• [Task]:
Each entry must be written out again exactly as it stands.

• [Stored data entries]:
+ + + + + + +
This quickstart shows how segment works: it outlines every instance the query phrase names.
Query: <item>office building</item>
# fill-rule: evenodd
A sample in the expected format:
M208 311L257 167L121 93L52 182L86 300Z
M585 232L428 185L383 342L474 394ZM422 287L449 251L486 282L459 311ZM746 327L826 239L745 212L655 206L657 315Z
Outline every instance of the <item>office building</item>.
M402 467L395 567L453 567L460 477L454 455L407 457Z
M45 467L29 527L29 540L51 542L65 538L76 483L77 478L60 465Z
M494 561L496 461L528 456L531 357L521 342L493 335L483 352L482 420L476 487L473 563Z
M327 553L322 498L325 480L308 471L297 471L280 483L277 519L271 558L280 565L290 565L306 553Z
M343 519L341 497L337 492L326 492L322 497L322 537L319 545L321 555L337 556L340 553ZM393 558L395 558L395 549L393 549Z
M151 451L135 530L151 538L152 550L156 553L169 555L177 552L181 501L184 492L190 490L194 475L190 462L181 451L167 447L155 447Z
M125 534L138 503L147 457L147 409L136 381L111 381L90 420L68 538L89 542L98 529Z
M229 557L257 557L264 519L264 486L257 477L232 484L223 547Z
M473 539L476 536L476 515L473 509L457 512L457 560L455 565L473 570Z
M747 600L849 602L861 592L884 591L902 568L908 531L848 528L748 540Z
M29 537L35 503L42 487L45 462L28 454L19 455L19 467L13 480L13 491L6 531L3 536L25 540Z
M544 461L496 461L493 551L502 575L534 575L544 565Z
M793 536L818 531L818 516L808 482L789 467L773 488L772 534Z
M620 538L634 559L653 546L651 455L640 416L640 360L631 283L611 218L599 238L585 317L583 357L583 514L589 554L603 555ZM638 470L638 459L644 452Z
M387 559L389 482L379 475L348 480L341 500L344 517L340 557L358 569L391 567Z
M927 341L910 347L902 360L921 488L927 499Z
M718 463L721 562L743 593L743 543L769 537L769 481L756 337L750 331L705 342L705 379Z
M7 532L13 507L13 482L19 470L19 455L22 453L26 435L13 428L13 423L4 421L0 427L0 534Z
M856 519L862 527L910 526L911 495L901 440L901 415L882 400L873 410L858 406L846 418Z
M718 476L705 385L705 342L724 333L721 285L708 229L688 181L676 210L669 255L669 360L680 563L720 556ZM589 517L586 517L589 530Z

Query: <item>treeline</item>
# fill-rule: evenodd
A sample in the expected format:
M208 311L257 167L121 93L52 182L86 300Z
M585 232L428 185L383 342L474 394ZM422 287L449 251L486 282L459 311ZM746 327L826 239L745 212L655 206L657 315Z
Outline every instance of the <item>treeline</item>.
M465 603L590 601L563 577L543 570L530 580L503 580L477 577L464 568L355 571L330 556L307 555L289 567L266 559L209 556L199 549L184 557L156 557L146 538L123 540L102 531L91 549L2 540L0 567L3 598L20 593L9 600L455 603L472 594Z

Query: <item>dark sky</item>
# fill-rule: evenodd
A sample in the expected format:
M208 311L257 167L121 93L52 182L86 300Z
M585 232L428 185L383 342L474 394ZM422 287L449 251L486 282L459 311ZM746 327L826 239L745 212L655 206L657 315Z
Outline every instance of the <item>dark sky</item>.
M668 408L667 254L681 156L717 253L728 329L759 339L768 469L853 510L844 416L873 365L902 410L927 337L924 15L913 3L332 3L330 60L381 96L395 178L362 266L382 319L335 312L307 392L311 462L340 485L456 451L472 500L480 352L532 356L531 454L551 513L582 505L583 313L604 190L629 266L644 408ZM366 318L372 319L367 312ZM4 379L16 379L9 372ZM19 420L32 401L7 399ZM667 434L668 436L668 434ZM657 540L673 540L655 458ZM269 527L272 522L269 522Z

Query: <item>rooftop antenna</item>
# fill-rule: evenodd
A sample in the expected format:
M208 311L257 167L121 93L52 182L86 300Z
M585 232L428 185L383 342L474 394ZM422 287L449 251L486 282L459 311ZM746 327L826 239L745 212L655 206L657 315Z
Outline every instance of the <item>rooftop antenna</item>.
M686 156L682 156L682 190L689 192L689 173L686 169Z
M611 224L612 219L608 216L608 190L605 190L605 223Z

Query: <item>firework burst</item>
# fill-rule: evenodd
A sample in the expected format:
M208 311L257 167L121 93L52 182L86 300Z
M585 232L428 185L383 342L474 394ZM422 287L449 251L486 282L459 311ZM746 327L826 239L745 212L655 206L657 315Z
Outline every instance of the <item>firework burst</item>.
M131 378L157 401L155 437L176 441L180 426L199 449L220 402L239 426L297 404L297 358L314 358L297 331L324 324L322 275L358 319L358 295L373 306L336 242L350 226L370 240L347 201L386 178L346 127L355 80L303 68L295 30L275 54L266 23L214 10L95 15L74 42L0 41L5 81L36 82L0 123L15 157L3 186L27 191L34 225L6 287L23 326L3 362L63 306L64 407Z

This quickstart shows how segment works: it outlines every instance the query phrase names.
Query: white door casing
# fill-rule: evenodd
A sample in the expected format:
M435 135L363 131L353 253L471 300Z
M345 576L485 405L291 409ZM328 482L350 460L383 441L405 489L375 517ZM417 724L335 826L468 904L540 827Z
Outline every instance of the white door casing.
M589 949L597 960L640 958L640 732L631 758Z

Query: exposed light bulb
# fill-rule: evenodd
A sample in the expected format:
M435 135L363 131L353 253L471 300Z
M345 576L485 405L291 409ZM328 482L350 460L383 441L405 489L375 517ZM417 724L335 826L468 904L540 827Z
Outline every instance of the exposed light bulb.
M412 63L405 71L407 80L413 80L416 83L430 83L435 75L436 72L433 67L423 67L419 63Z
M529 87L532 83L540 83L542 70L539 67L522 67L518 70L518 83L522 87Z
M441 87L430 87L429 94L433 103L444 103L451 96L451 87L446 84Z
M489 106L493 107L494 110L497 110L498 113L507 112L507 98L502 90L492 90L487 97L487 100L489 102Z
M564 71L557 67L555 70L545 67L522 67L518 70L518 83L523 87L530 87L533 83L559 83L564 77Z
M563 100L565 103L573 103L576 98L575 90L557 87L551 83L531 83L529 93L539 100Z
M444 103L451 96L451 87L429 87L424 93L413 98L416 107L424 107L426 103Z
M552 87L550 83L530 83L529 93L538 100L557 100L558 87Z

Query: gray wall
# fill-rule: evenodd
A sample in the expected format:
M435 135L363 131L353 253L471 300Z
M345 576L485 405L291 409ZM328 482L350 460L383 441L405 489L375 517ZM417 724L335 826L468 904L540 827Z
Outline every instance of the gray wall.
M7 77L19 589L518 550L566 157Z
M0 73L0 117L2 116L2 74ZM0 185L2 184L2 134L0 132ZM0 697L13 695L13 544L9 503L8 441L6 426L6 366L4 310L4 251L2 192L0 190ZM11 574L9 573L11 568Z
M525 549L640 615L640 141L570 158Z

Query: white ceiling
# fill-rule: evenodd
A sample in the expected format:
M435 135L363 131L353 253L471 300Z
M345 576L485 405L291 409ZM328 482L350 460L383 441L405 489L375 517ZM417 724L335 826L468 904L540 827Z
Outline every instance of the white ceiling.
+ + + + + + +
• [Exercise solution]:
This quickstart shows how segment works: it outlines every instance the query phrase names.
Query: <item>office building</item>
# fill-rule: evenodd
A sample in the expected format:
M208 311L257 167L121 93L52 182L86 300Z
M585 232L428 185L383 342L474 394ZM422 287L449 251L486 282L459 311ZM746 327L826 239L745 212L655 206L657 315Z
Outline every instance of the <item>office building</item>.
M402 467L395 567L453 567L460 477L454 455L407 457Z
M45 467L29 527L29 540L51 542L65 538L76 483L77 478L60 465Z
M494 561L496 461L528 456L531 357L521 342L493 335L483 352L482 420L476 487L473 563Z
M327 553L322 498L325 480L308 471L297 471L280 483L277 519L271 558L280 565L290 565L306 553Z
M343 519L341 497L337 492L326 492L322 497L322 537L319 545L321 555L337 556L340 553ZM393 558L395 558L395 549L393 549Z
M151 451L135 530L151 538L152 550L156 553L169 555L177 552L181 501L184 492L190 490L194 475L190 462L181 451L167 447L155 447Z
M125 534L138 503L147 457L147 409L136 381L111 381L90 420L68 538L89 542L98 529Z
M229 557L257 557L264 519L264 486L257 477L232 484L223 547Z
M473 539L476 536L476 515L473 509L457 512L457 560L455 565L473 570Z
M747 600L849 602L861 592L884 591L902 568L908 531L848 528L748 540Z
M29 537L35 503L42 487L45 462L28 454L19 455L19 467L13 480L13 491L6 531L3 536L25 540Z
M544 461L496 461L493 551L502 575L534 575L544 565Z
M793 536L818 531L818 516L808 482L789 467L773 488L772 534Z
M620 538L634 559L653 546L651 455L640 416L640 360L631 283L611 218L599 238L585 317L583 357L583 514L589 554L603 555ZM638 470L638 459L644 452Z
M387 559L389 482L379 475L348 480L341 500L344 517L340 557L358 569L391 567Z
M927 341L910 347L902 360L921 488L927 499Z
M718 463L721 562L743 593L743 543L769 537L769 481L756 337L750 331L705 342L705 379Z
M7 532L13 507L13 482L19 470L19 455L22 453L26 435L13 428L13 423L4 421L0 427L0 534Z
M856 519L862 527L910 526L911 495L901 440L901 415L882 400L873 410L858 406L846 418Z
M718 476L705 385L705 342L724 333L721 285L708 229L688 181L676 210L669 255L669 360L680 563L720 556ZM589 517L586 517L589 530Z

Query: <item>treeline</item>
# fill-rule: evenodd
A sample in the expected format:
M208 311L257 167L121 93L52 182L86 300Z
M585 232L428 185L383 342L474 394ZM422 287L449 251L486 282L459 311ZM746 327L826 239L745 212L655 206L657 315Z
Outline every instance of the <item>treeline</item>.
M465 603L590 601L563 577L543 570L530 580L503 580L477 577L464 568L355 571L330 556L307 555L289 567L266 559L209 556L199 549L184 557L156 557L146 538L123 540L102 531L91 549L2 540L0 567L3 598L20 593L9 600L455 603L472 594Z

Query: <item>dark sky</item>
# fill-rule: evenodd
A sample in the expected format:
M208 311L257 167L121 93L52 182L86 300Z
M585 232L428 185L383 342L474 394ZM422 287L449 251L486 282L459 311ZM746 327L826 239L745 212L655 206L657 315Z
Outline every instance of the <item>dark sky</item>.
M668 408L667 254L681 156L717 253L728 329L759 339L768 469L853 510L844 416L873 365L902 410L927 337L924 15L913 3L332 3L330 60L381 96L395 178L362 266L382 319L335 312L307 392L311 462L340 485L456 451L472 500L480 352L532 356L531 454L551 513L582 505L583 313L604 190L629 266L644 408ZM366 318L372 319L367 312ZM4 379L16 379L9 372ZM19 420L32 401L7 399ZM667 434L668 436L668 434ZM657 540L673 540L655 458ZM269 527L272 522L269 522Z

Query: <item>rooftop antenna</item>
# fill-rule: evenodd
A sample in the expected format:
M208 311L257 167L121 93L52 182L86 300Z
M585 232L428 185L383 342L474 394ZM422 287L449 251L486 282L459 311ZM746 327L826 239L745 212L655 206L657 315Z
Outline every instance of the <item>rooftop antenna</item>.
M686 156L682 156L682 190L689 192L689 173L686 169Z
M611 224L612 219L608 216L608 190L605 190L605 223Z

Query: <item>firework burst</item>
# fill-rule: evenodd
A sample in the expected format:
M208 311L257 167L121 93L52 182L86 300Z
M585 232L428 185L383 342L474 394ZM422 287L449 251L486 282L459 311ZM746 327L826 239L745 212L655 206L657 315Z
Outline every instance of the <item>firework burst</item>.
M131 378L157 401L155 437L176 441L180 426L199 449L220 402L239 426L297 404L297 358L314 358L297 331L324 324L322 275L358 319L358 295L373 306L336 242L350 226L370 240L347 201L386 178L346 127L355 80L303 68L295 30L275 54L266 23L214 10L95 15L74 42L0 41L5 81L36 82L0 123L15 157L3 186L27 191L34 225L6 287L23 326L3 362L63 306L64 407Z

This quickstart shows how segment works: it outlines every instance the query phrase names.
Query: white door casing
# fill-rule: evenodd
A sample in the expected format:
M435 135L363 131L353 253L471 300Z
M345 576L485 405L291 409ZM328 482L350 460L383 441L405 489L375 517ZM417 724L335 826L468 904L540 827Z
Outline every instance of the white door casing.
M589 949L597 960L640 958L640 732L631 758Z

Query: exposed light bulb
# fill-rule: evenodd
A sample in the expected format:
M435 135L363 131L353 253L471 300Z
M345 576L485 405L291 409ZM328 482L350 460L383 441L405 489L375 517ZM417 724L335 826L468 904L540 827Z
Outline every instance of the exposed light bulb.
M412 63L405 71L407 80L413 80L416 83L430 83L435 75L436 72L433 67L423 67L419 63Z
M529 87L532 83L540 83L542 70L539 67L522 67L518 70L518 83L522 87Z
M441 87L430 87L429 94L433 103L444 103L451 96L451 87L446 84Z
M489 106L493 107L494 110L497 110L498 113L507 112L507 98L502 90L492 90L487 97L487 100L489 102Z
M564 71L557 67L555 70L545 67L522 67L518 70L518 83L523 87L530 87L533 83L559 83L564 77Z
M563 100L565 103L573 103L576 98L575 90L557 87L551 83L531 83L529 93L539 100Z
M444 103L451 96L451 87L429 87L424 93L413 98L416 107L424 107L426 103Z
M552 87L550 83L530 83L529 93L538 100L557 100L558 87Z

Query: gray wall
# fill-rule: evenodd
A sample in the expected format:
M435 135L363 131L353 253L471 300Z
M345 576L485 405L291 409ZM328 482L350 460L383 441L405 489L375 517ZM417 724L335 826L468 904L540 827Z
Outline every instance of the gray wall.
M7 77L19 589L518 550L566 157Z
M0 73L0 117L2 116L2 74ZM0 185L2 184L2 134L0 132ZM0 697L13 695L13 544L9 503L8 441L6 426L6 366L4 310L4 251L2 192L0 190ZM11 574L9 573L11 568Z
M525 549L640 615L640 141L570 158Z

Query: white ceiling
# fill-rule: evenodd
A sample in the expected format:
M435 135L363 131L353 253L471 300Z
M345 576L485 405L291 409ZM328 482L350 460L383 441L405 489L375 517ZM417 724L335 826L468 904L540 827Z
Outline every instance of the white ceiling.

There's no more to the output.